(Stored items)
—————

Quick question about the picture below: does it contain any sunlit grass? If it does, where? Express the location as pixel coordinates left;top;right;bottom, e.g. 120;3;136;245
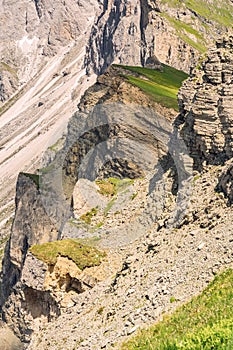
30;239;106;270
116;64;188;111
122;269;233;349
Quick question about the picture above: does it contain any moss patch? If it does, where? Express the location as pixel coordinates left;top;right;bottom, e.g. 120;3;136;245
80;207;98;224
30;239;106;270
96;177;134;197
122;269;233;349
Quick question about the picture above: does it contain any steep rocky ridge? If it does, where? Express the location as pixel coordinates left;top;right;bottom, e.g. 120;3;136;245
0;64;191;346
85;0;233;75
28;38;232;348
0;0;101;247
27;164;233;350
0;28;233;350
1;173;58;306
178;35;233;170
1;0;233;248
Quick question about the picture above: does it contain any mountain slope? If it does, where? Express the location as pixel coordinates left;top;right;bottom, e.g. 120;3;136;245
1;35;233;349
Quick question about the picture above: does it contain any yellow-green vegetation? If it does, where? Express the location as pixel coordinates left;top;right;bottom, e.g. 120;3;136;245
80;207;98;224
97;306;105;315
48;138;64;152
96;177;135;216
0;236;9;262
96;177;134;197
89;221;104;233
160;0;233;27
96;179;115;196
30;239;106;270
122;269;233;350
76;236;102;247
193;174;200;182
162;13;206;53
158;0;233;57
116;65;188;111
131;192;138;200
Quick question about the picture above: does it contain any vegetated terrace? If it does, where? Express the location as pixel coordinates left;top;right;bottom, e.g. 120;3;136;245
116;64;188;111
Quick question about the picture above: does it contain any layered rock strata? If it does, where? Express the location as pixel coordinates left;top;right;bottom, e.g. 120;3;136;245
179;35;233;170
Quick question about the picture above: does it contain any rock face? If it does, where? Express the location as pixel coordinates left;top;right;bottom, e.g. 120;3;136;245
85;0;233;75
1;173;58;305
1;26;233;350
0;0;100;103
218;161;233;204
1;0;233;104
27;163;233;350
0;64;193;344
179;35;233;170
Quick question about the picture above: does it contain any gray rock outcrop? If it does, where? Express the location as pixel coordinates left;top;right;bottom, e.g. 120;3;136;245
179;35;233;170
1;31;233;349
217;161;233;204
1;173;58;306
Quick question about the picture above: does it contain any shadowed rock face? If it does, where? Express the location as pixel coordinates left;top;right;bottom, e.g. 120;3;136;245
1;173;58;305
179;35;233;170
217;161;233;204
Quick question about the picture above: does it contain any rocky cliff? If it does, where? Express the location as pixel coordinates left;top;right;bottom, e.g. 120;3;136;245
1;0;233;105
85;0;233;75
1;0;233;240
1;173;58;305
178;35;233;170
0;62;192;346
0;10;233;348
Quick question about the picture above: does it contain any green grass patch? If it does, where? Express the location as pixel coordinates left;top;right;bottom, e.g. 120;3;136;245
122;269;233;350
159;0;233;27
80;207;98;224
116;65;188;111
96;177;134;197
90;221;104;232
104;198;116;216
30;239;106;269
162;14;206;53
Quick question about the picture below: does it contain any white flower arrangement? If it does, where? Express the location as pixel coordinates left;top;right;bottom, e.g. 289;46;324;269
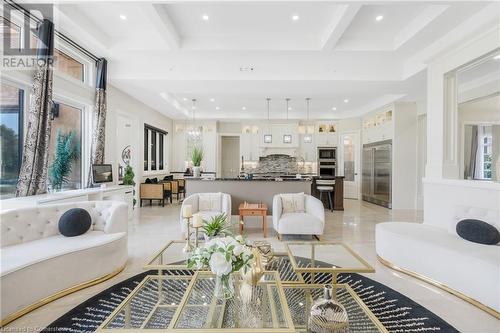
187;235;254;277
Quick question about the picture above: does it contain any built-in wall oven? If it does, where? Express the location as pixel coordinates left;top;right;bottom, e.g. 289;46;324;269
317;147;337;177
362;140;392;208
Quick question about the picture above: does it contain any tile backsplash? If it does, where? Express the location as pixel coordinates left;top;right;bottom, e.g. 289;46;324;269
242;154;315;174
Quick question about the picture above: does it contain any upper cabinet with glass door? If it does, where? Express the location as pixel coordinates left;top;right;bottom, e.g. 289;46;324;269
453;50;500;182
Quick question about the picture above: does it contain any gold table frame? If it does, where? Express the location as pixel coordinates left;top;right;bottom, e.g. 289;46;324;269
284;241;375;283
97;240;386;332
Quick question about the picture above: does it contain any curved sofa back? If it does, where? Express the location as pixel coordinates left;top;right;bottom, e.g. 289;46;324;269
1;201;127;248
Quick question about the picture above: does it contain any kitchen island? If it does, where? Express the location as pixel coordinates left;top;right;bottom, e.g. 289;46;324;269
185;178;312;214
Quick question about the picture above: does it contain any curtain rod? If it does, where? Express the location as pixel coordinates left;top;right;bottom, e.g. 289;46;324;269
5;0;100;63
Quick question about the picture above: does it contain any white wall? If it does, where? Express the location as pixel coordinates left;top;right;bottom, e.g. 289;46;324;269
105;85;173;186
424;24;500;225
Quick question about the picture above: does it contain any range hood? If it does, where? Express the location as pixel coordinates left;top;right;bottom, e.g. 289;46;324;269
260;147;298;157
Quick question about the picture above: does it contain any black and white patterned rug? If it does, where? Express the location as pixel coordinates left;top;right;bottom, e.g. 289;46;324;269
42;256;458;333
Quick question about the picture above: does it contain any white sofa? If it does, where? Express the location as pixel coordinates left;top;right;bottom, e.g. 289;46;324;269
0;201;128;325
180;193;231;233
376;206;500;316
272;194;325;237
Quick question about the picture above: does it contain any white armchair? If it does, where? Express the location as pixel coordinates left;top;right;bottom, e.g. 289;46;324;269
180;193;232;234
272;194;325;238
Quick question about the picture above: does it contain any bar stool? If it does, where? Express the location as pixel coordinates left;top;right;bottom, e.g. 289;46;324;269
316;179;335;211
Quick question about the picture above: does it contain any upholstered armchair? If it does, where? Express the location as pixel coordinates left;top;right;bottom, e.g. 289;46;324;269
179;193;232;234
272;194;325;239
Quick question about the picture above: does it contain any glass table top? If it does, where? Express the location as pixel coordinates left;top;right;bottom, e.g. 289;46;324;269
145;240;205;270
285;242;375;274
281;284;388;333
98;272;295;332
173;271;293;331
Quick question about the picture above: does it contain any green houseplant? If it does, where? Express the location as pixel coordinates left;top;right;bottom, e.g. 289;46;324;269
122;165;136;207
48;130;80;191
191;146;203;177
203;213;230;240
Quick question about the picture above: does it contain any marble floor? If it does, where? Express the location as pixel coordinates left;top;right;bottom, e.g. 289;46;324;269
4;199;499;332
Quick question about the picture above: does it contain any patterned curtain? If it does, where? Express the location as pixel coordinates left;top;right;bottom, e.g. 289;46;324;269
87;58;108;187
16;19;54;197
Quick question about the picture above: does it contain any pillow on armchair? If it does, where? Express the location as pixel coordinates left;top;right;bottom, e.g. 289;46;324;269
280;193;305;214
456;219;500;245
199;193;222;212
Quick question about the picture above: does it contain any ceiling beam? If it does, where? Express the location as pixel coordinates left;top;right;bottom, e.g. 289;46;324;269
394;5;449;50
321;4;362;50
54;5;111;57
142;4;181;50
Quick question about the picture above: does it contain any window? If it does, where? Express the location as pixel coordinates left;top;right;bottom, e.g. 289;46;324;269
482;129;492;180
143;124;167;172
54;49;84;81
0;17;21;50
144;127;148;171
0;83;24;199
47;102;82;190
159;134;164;170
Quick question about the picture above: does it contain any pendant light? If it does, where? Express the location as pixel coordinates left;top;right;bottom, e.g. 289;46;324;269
188;98;201;138
285;98;290;120
304;98;312;143
264;98;272;143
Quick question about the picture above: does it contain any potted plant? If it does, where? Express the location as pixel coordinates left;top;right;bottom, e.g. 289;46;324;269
191;146;203;178
188;235;254;299
202;213;229;241
48;130;80;191
122;165;136;207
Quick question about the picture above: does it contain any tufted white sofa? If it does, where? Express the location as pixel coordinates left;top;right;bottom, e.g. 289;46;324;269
376;205;500;317
272;194;325;238
0;201;128;325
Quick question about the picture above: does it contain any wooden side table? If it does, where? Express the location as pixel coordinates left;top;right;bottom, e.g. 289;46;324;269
238;202;268;238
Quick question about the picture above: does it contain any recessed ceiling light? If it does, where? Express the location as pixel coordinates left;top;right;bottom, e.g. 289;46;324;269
182;97;188;101
242;106;246;110
210;98;215;102
202;14;209;21
215;106;220;110
119;14;127;20
494;54;500;60
288;107;292;111
332;107;337;111
375;15;384;22
343;99;349;103
292;15;299;21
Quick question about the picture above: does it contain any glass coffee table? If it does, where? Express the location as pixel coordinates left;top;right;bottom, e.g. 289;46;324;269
98;271;295;332
284;242;375;283
281;284;388;333
98;240;386;332
144;240;201;272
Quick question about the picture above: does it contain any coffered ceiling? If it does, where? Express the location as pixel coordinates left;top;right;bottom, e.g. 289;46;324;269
52;1;499;120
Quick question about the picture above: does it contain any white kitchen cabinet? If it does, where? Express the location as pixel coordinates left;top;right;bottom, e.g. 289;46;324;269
240;133;260;161
299;135;316;162
316;133;338;146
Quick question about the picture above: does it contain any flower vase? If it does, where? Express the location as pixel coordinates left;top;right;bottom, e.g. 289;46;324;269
215;273;235;299
193;166;201;178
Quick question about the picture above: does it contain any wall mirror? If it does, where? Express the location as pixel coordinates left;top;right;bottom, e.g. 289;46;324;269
446;49;500;181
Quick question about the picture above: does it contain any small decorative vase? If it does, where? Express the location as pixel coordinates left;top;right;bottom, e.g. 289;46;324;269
215;273;235;299
253;241;274;269
241;248;264;286
193;166;201;178
308;285;349;333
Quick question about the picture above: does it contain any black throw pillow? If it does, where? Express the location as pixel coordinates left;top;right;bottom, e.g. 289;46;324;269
152;177;158;184
456;219;500;245
145;178;152;184
58;208;92;237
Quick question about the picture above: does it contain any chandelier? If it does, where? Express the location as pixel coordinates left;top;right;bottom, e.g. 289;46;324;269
187;98;201;138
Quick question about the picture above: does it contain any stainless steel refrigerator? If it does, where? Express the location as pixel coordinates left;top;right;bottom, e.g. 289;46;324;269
362;140;392;208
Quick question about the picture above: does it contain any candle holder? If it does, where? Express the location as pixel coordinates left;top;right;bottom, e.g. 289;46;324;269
193;226;201;248
183;216;194;253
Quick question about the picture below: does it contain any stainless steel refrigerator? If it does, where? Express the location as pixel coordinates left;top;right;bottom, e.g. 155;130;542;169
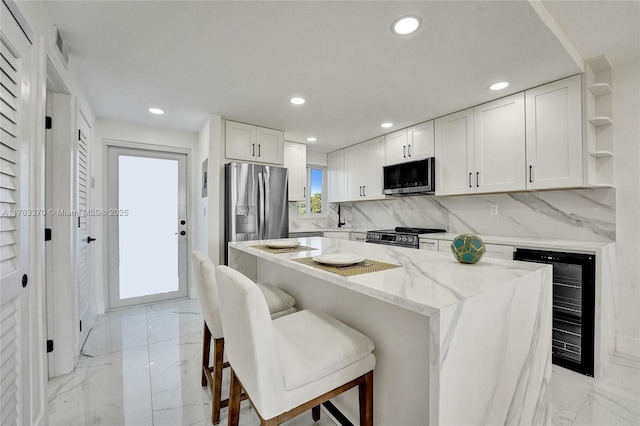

—————

### Activity:
Reproduce exactly the lines above from the one with "any black throw" through the last line of the data, keeping both ends and dropping the pictures.

### Result:
Quick question about the picture above: does it contain any black throw pillow? If it does, where? Express the location as pixel coordinates left;top;right;bottom, e.g. 289;46;324;269
152;177;158;184
456;219;500;245
145;178;152;184
58;208;92;237
Quick question about the picture above: does it contain any chandelier? If it does, where? Express the location as pixel coordinates left;top;right;bottom, e.g. 289;46;324;269
187;98;201;138
Quick question about the picture above: does it contain any stainless steel refrigerator? If it does, where? Express the location as pixel coordinates left;top;right;bottom, e.g. 289;46;324;269
362;140;392;208
Quick question about the picture above: does it contain any candle holder? If it does, where? Express the location as pixel coordinates left;top;right;bottom, e.g. 289;46;324;269
193;226;201;248
183;216;194;253
Quick question about the picture below: does it contain any stainless steel refrigerator? If it does, where? Express the location as pixel coordinates left;top;right;bottom, e.g. 155;130;542;169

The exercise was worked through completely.